Thursday, May 26, 2011

This book made me do something I haven’t done in a long time

Willie’s Boys, The 1948 Birmingham Black Barons, the Last Negro League World Series, and the Making of a Baseball Legend by John Klima; 2009; $25.95; John Wiley & Sons, Inc., Hoboken, N.J.; 978-0-470-40013-5; Interlibrary Loan from Tigard Public Library; 5/19-5/25

Why did I pick this up? I am old enough to remember Willie playing.  The first card I remember pulling out of a pack of baseball cards was a 1968 Topps card of Willie Mays.  Also a member of the 1948 Birmingham Black Barons was Artie Wilson, whom I was privileged to spend some time with over the past few years.

What did I learn? The men of the 1948 Black Barons took the very young Willie Mays under their wing.  In ’48 Willie was a sophmore in High School and Piper Davis, Artie Wilson, Ed Steele, Johnny Zapp and others showed him how to play and become a man.  Willies’ father Cat insisted that Willie finish High School and get his diploma before playing professionally.  There were all  kinds of back room shenanigans going on in the race to sign Willie.  There was all of kinds of racist bullshit also going on and that prevented some exciting teamings.  Racism kept Mays from ever playing with either Ted Williams or Joe Dimaggio.

Did I like it? Yes, this is much more than a sports story.  This is the story of a team that knows most of them don’t have a future in white man’s ball and they pull together to elevate one of their own so that his future in insured.  They even sacrifice at times to make the dream come true for one of their own.   The author is able to express the feelings and the dreams of these men.   This team is much more than a team, they are family in many ways.


What is with the title of the review? There is a passage on pages 282-283 that so moved me that I came home and read it to my wife, something I haven’t done in a long time.

George Stablein

George Stablein was once a contestant of the Dating Game and then was featured on the Newlywed Game, I don't he ever made it to Divorce Court.  It was like a 80's reality show.  Ok, Ok, I made all that up.  Now I am going to go check references. 

We might have been better off going with what I made up.  George was born in October of 1957, which makes him a month younger than me.  He went to West Torrance High School in Torrance, CA.  Then he went to Cal State Dominguez Hills.  He was drafted by the Padres in the third round in 1978.  He played in the garden spots of Reno and Amarillo in 78 and 79.  He got called up in 1980 and pitched in 4 games, with an 0-1 record and an ERA of 3.09.  He then played in Hawaii for the rest of 1980 and 81 and 82.  In 1983 he split time between the Padres Beaumont club and the Brewers Vancouver, B.C. team.  Then he was done.

_CHALLENGE A_
Pull out every row that contains the word "woman".
The baseball review and the rows are separate, unrelated material.

[Location labeling records]
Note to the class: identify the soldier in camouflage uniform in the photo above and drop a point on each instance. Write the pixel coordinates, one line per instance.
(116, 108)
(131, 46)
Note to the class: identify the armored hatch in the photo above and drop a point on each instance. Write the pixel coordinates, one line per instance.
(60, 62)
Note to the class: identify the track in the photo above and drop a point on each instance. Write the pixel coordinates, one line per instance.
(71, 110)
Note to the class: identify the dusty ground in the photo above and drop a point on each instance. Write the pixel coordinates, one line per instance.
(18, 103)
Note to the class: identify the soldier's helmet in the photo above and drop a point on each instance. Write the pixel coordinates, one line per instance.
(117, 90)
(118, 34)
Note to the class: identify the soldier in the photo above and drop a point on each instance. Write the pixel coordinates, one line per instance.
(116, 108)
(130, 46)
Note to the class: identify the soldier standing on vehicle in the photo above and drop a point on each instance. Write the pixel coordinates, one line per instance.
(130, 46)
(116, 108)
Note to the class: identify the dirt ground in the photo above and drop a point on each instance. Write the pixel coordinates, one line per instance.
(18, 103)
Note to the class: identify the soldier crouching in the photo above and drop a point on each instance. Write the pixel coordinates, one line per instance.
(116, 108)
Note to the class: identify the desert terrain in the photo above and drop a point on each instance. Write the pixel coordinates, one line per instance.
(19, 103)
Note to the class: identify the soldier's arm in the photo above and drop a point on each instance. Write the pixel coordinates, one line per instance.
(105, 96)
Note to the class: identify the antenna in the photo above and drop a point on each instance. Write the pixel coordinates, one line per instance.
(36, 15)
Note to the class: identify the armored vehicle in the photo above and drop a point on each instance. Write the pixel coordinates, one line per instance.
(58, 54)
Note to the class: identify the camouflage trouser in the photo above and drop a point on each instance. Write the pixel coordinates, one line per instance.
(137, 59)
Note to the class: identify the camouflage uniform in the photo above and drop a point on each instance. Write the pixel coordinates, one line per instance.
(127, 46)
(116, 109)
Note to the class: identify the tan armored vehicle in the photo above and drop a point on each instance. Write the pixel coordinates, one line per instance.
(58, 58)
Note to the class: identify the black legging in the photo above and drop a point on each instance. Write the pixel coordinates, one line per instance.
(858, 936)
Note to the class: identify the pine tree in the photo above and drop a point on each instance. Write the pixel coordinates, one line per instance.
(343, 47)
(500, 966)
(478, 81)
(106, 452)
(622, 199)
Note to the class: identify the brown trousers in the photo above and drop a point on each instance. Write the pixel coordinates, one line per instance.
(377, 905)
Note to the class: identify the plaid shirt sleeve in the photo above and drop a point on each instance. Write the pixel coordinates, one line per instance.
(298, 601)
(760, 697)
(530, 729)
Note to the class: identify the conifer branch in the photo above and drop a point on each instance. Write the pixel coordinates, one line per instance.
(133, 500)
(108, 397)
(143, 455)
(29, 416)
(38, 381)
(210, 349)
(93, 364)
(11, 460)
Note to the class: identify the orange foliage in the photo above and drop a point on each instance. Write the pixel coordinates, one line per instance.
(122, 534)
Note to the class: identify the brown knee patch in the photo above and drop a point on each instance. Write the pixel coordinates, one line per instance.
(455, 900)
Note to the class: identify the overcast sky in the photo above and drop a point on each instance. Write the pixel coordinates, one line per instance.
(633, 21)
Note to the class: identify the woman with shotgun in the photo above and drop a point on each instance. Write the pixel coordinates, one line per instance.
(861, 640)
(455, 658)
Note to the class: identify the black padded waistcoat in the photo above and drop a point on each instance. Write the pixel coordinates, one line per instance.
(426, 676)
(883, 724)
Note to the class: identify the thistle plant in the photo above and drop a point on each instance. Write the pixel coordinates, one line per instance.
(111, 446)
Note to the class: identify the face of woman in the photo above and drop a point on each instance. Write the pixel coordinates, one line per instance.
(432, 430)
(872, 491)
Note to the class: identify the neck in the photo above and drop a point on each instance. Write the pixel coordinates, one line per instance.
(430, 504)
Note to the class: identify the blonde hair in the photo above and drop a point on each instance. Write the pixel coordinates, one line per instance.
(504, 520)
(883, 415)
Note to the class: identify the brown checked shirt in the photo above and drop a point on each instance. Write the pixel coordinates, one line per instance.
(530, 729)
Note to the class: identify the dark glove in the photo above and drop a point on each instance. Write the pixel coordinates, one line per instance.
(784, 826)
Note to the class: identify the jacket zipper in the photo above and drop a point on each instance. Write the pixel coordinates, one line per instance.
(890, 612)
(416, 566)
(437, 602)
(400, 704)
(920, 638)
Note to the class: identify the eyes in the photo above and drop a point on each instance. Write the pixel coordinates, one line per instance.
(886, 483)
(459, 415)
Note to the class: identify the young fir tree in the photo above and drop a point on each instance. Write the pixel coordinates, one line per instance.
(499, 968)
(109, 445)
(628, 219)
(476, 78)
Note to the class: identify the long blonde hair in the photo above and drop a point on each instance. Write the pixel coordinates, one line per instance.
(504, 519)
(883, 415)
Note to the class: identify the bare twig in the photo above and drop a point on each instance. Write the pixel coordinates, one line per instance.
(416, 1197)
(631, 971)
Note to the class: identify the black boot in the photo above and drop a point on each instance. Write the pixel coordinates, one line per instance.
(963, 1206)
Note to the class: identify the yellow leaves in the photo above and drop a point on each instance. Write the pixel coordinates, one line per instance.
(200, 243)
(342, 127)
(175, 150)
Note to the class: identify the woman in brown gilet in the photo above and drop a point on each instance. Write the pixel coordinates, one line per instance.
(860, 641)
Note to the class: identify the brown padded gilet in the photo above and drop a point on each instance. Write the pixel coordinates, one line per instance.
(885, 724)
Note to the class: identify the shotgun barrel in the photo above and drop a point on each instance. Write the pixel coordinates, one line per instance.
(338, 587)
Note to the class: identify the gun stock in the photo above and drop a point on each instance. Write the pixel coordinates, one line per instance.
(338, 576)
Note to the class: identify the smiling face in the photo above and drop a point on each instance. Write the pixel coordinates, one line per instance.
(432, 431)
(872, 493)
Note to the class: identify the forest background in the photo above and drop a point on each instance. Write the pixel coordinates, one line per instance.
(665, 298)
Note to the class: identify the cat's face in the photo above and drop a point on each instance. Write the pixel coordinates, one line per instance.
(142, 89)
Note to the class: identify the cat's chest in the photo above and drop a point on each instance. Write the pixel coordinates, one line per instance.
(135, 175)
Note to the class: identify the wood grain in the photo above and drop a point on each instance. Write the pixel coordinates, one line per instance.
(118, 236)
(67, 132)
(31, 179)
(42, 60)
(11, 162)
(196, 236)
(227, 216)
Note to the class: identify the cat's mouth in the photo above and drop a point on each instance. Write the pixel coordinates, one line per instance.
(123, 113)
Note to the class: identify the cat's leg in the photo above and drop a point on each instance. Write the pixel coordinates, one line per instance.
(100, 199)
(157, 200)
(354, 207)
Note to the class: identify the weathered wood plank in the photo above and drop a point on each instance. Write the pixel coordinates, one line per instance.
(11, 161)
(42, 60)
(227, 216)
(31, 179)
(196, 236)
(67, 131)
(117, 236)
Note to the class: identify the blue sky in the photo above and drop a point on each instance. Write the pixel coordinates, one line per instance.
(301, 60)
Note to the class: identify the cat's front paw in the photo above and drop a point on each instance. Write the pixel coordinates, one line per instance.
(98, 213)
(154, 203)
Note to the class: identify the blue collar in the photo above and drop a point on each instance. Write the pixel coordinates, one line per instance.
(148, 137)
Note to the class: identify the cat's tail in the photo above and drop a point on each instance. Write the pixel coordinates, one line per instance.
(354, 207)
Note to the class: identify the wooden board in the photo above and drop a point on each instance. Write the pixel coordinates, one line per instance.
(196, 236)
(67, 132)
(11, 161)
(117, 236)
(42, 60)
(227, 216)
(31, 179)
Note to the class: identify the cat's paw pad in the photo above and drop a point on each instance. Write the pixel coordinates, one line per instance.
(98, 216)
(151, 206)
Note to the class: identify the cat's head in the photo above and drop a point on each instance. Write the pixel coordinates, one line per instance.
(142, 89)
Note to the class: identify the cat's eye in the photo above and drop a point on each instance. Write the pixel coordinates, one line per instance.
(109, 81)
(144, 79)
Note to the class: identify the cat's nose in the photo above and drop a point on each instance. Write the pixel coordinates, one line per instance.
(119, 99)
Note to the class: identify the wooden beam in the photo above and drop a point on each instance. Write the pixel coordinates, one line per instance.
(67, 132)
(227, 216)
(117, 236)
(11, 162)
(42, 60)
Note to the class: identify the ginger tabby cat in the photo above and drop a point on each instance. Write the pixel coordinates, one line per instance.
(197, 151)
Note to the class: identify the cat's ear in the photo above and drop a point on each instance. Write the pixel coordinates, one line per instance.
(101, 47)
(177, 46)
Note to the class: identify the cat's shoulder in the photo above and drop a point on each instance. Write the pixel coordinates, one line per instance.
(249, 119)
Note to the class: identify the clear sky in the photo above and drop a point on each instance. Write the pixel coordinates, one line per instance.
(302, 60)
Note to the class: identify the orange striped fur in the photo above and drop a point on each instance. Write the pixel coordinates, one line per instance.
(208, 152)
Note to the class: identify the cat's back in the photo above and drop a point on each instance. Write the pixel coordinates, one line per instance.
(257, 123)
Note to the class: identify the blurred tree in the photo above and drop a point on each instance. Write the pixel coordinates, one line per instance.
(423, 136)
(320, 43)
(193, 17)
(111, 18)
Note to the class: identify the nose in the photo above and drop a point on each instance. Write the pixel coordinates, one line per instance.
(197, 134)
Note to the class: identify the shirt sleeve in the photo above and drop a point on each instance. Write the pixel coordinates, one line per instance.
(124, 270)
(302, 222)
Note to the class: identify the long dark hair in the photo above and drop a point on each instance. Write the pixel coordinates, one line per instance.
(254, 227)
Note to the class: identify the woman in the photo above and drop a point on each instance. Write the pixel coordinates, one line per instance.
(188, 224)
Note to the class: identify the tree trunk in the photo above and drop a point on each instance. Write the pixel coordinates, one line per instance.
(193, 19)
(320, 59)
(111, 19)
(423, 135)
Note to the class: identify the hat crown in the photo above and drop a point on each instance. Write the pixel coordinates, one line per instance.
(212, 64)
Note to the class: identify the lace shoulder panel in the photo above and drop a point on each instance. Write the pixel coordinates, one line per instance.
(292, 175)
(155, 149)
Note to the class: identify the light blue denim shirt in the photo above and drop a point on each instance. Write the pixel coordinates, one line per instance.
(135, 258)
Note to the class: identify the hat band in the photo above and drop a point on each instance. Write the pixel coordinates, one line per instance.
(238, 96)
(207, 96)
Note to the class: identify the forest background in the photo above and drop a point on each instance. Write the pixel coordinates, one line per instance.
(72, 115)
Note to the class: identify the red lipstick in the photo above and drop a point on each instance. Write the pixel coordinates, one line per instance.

_CHALLENGE B_
From the baseball review, extract the passage starting with "George Stablein was" and going on through "he was done.".

_EXPECTED OUTPUT A_
Note to the class: identify the woman with shotgun in the photo above and drop a point on each instance. Write the pixel coordinates, one line per instance.
Note to the class: identify the face of woman in the photo above and drop a point on each instance. Write the pixel coordinates, one line per instance.
Note to the class: identify the woman in brown gilet in the photo above and drop a point on each instance. Write the pixel coordinates, one line per instance.
Note to the class: identify the woman in the photo above and drop a point on each instance. Write the pixel coordinates, one line per instance.

_EXPECTED OUTPUT B_
George Stablein was once a contestant of the Dating Game and then was featured on the Newlywed Game, I don't he ever made it to Divorce Court.  It was like a 80's reality show.  Ok, Ok, I made all that up.  Now I am going to go check references. 

We might have been better off going with what I made up.  George was born in October of 1957, which makes him a month younger than me.  He went to West Torrance High School in Torrance, CA.  Then he went to Cal State Dominguez Hills.  He was drafted by the Padres in the third round in 1978.  He played in the garden spots of Reno and Amarillo in 78 and 79.  He got called up in 1980 and pitched in 4 games, with an 0-1 record and an ERA of 3.09.  He then played in Hawaii for the rest of 1980 and 81 and 82.  In 1983 he split time between the Padres Beaumont club and the Brewers Vancouver, B.C. team.  Then he was done.